_Exercise instructions:_
All lines holding the word "target" are to be copied from the records beneath.

☆ ☆ ☆ ☆ ☆ ☆ ☆

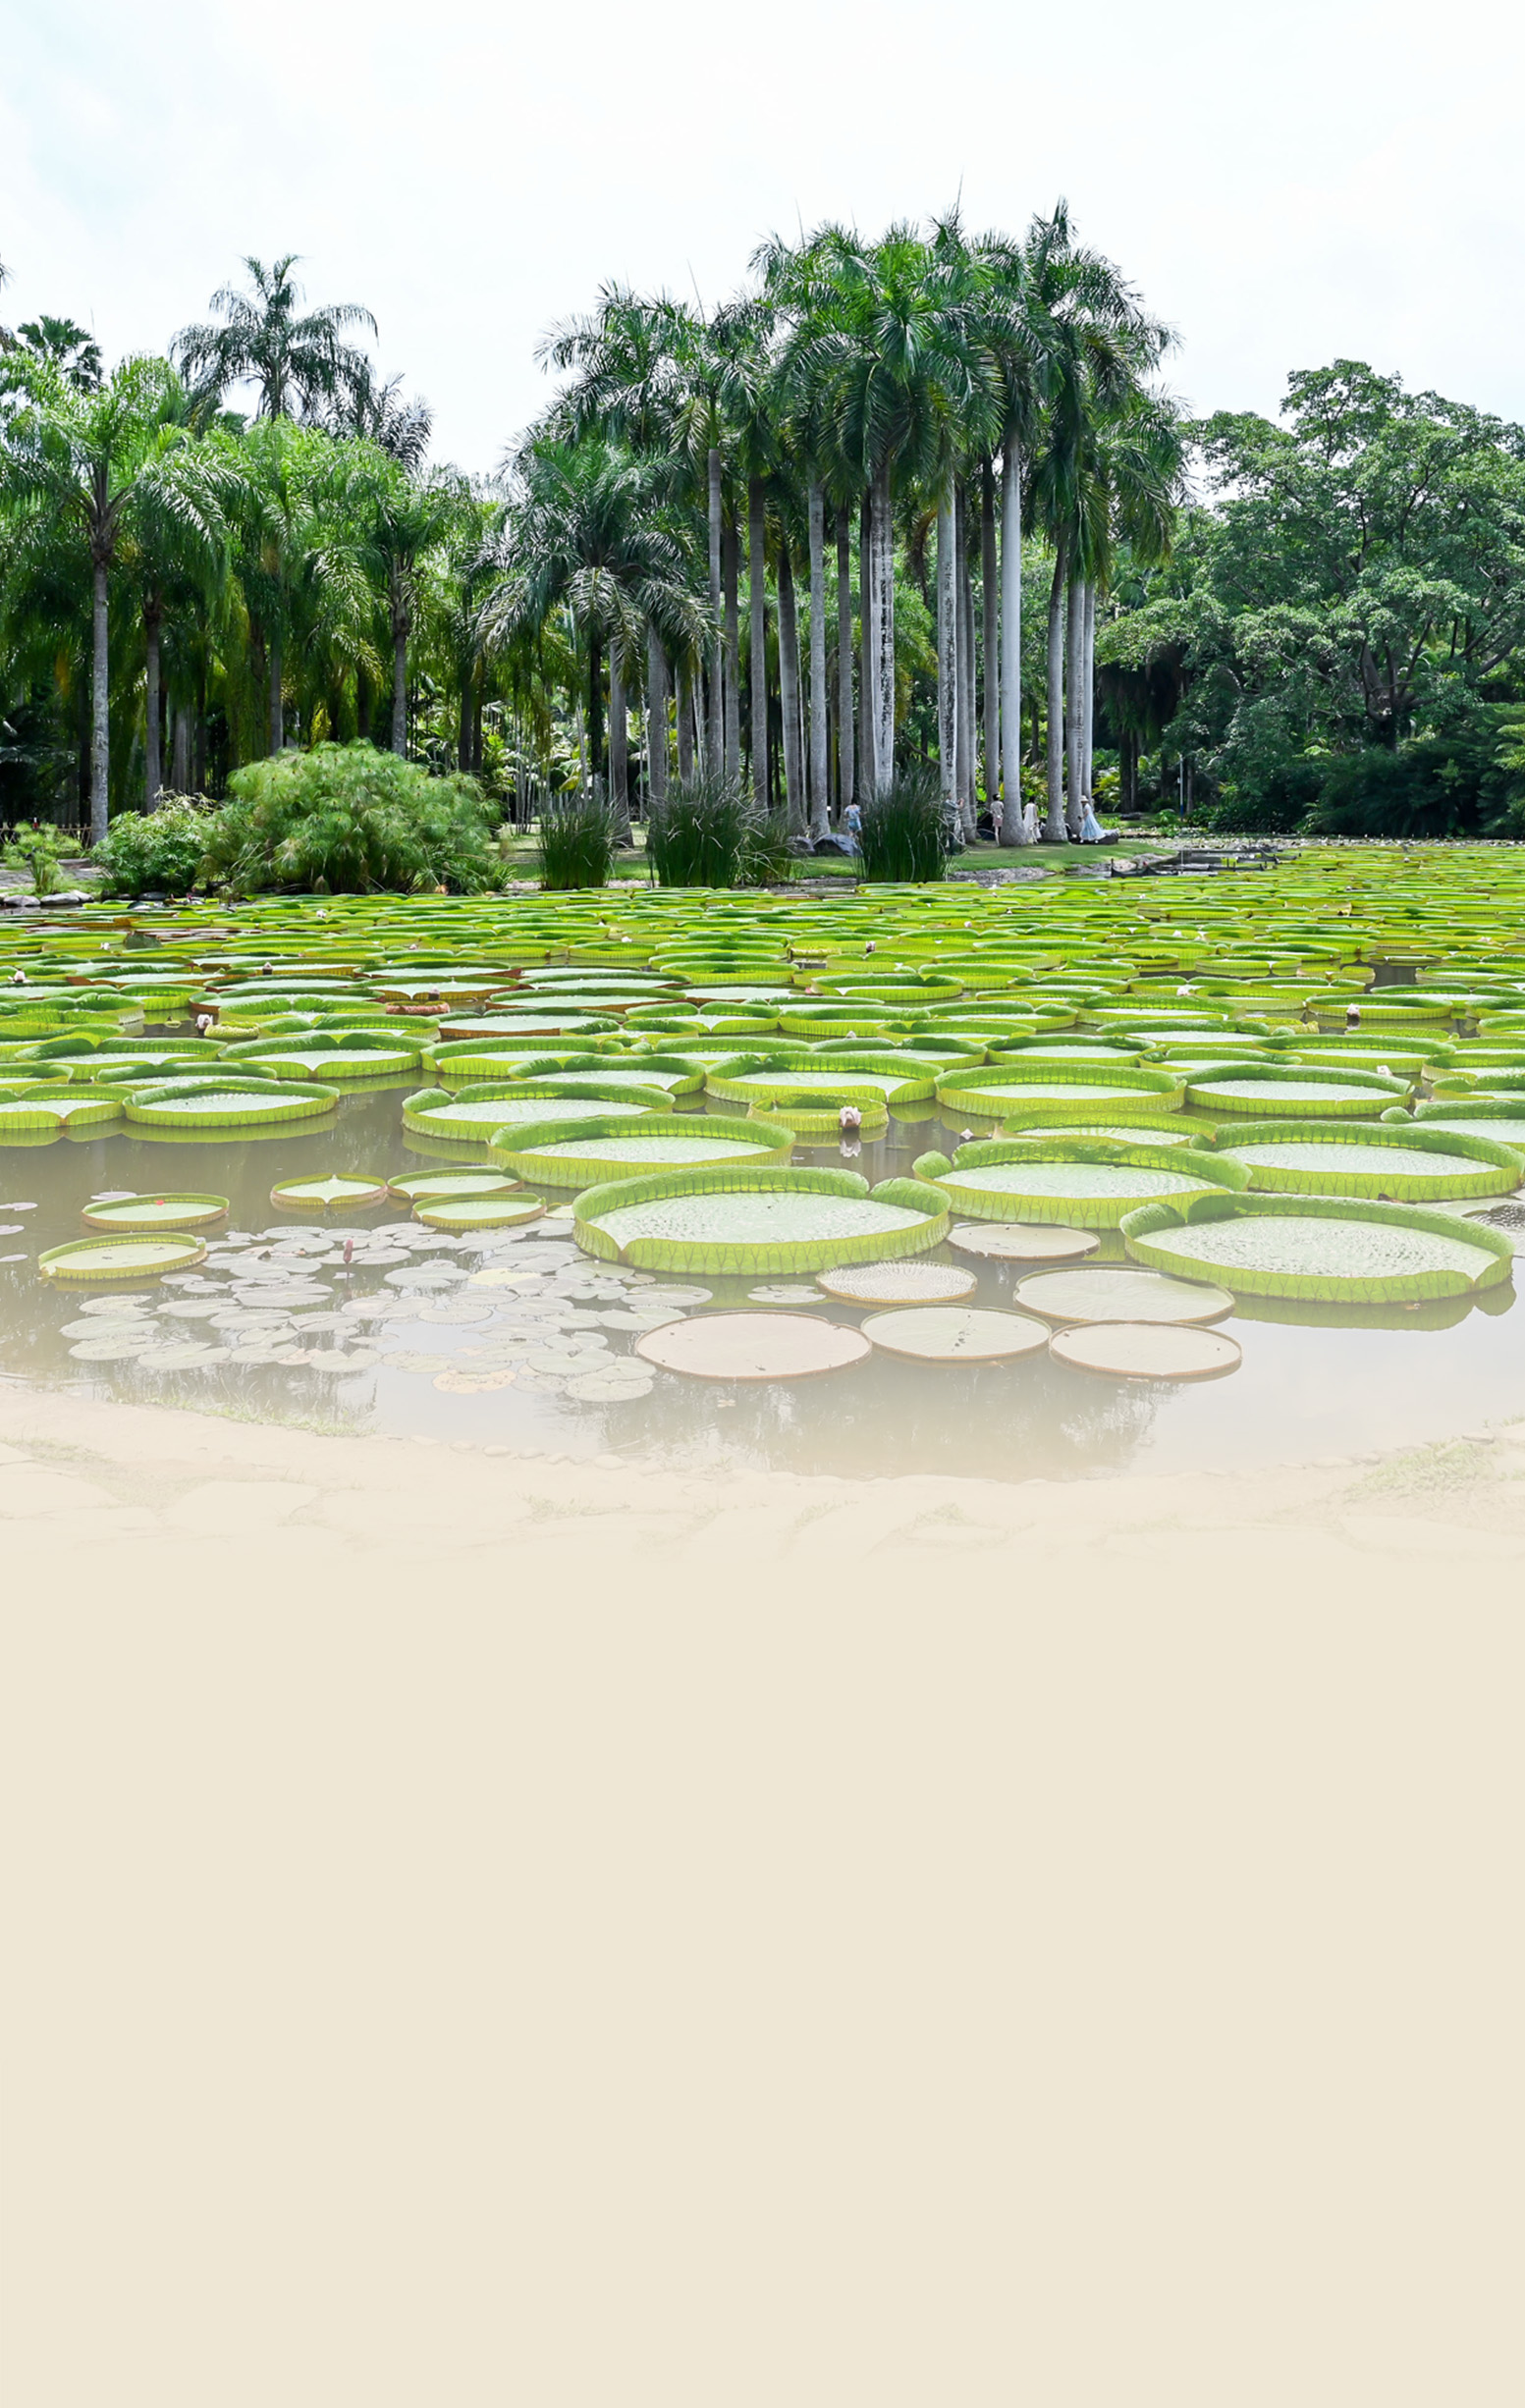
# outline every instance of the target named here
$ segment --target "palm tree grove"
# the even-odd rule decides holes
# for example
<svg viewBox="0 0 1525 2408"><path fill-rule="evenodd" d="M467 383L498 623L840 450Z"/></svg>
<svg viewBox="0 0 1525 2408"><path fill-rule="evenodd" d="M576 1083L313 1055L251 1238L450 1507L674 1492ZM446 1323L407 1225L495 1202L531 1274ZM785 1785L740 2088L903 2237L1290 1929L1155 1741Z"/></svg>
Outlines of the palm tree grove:
<svg viewBox="0 0 1525 2408"><path fill-rule="evenodd" d="M610 284L488 473L300 266L115 365L0 332L13 867L469 892L1525 832L1525 432L1350 359L1194 419L1062 203L769 241L714 309Z"/></svg>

☆ ☆ ☆ ☆ ☆ ☆ ☆

_Written solution:_
# outline every instance of the target named here
$ segment --target "palm tree grove"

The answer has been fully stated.